━━ TEXT PASSAGE ━━

The Warner-Marsh Duo Gifts Australia Their First Ever T20 World Cup, New Zealand Remains Runners-Up Again! Skip to main content

The Warner-Marsh Duo Gifts Australia Their First Ever T20 World Cup, New Zealand Remains Runners-Up Again!


Australia added to its feathers the first ever T20 World Cup by prevailing over New Zealand by  8 wickets in the final of the ICC Men’s T20 World Cup-2021 in Dubai today. The final match has also turned out to be not as absorbing as the two semi-finals with the Australian chase seeming quite easy and the inevitable ‘toss advantage’ seemed to have sealed the match in their favor. As we have seen the team winning the toss invariably chooses to field first, restricts the opposition to less than 180 and wins the match by hauling up the target chasing with the dew or any favoring factor. Of course, in the semi-finals it was Daryl Mitchell’s charge at the death that won it for New Zealand against England and a similar finishing act was carried out by Matthew Wade for Australia upsetting a shocked Pakistan at the death. However, we had said earlier that the chasing team always overhauls the target, somehow, as has been observed throughout this tournament. This important final of a World Cup truly turns out to be another strong cause for tossing away the toss. This is not to deny Australia the credit for its professionalism and aggressiveness  whenever needed in crunch matches.

 

As in the semi-final against Pakistan Australia lost captain Aaron Finch early in the final too, but the team accelerated thanks to some real hitting by David Warner and Mitchell Marsh. Australia hauled up the first fifty runs in the sixth over while New Zealand took as many as nine overs. Thanks to the duo the ‘big brother’ fully dominated the proceedings as no Kiwi ‘kid’ bowler could control the free flow of runs all around the park. Warner raced to his 50 with a towering six off Neesham in 34 balls at the team score of 95/1 in the 11th over, almost cruising to victory at that stage. As a huge relief for the Kiwis Warner (53, declared the Player of the Tournament) fell soon to Boult in the 13th over, perhaps a tad too late for a comeback. Mitchell Marsh (77 not out in 50 balls) joined by Glen Maxwell (28 not out in 18 balls) treated the Kiwi bowlers with disdain hauling up the target with 7 balls to spare, Maxwell hitting the winning boundary.

━━━
━━ EXTRACTED RECORDS ━━

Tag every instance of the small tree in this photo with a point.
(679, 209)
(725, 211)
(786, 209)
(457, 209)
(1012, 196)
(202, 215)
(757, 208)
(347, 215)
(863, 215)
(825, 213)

━━━

GIVEN TASK —
Can you carry the report on Australia's 2021 T20 World Cup final win against New Zealand forward from its last sentence?

OUTPUT OF THE EXERCISE —
 


Earlier, put into bat and thanks to Williamson’s masterful innings of 85 off 34 balls, the highest individual score by a captain in this World Cup, New Zealand set a target of 173 runs to win for Australia, and it was only a fighting total which their bowlers were miserably unable to defend. Except for Guptill (28) and Phillips (18) no NZ batsmen could contribute much while they had the launching pad for a 190+ total; the hero of the semi-final Daryl Mitchell could only score 11 runs in 8 balls and was the first to go. The last two overs were real dampeners for NZ despite the big-hitting partner of Mitchell in the semi-final, James Neesham, being very much around, finally remaining not out with just 13 runs. For Australia Hazelwood found his touch and captured three wickets for only 16 in 4 overs while all other Aussie bowlers were hit around the park, most surprisingly strike bowler Starc was hit for 60 runs in his 4 overs.

 

The jinx of ‘so close yet so far’ remains for the most deserving and the World Test Champion team of New Zealand still without any of the ICC World Cups in the shorter formats. They came very close to winning the ODI (one-day international) World Cup Finals of 2015 against Australia and of 2019 against England, but finally losing under controversial circumstances in the latter. Today, in the ICC Men’s T20 World Cup-2021 final too New Zealand failed to prevail over big brother Australia. They again turned up as the runners-up yet again in an ICC World Cup tournament.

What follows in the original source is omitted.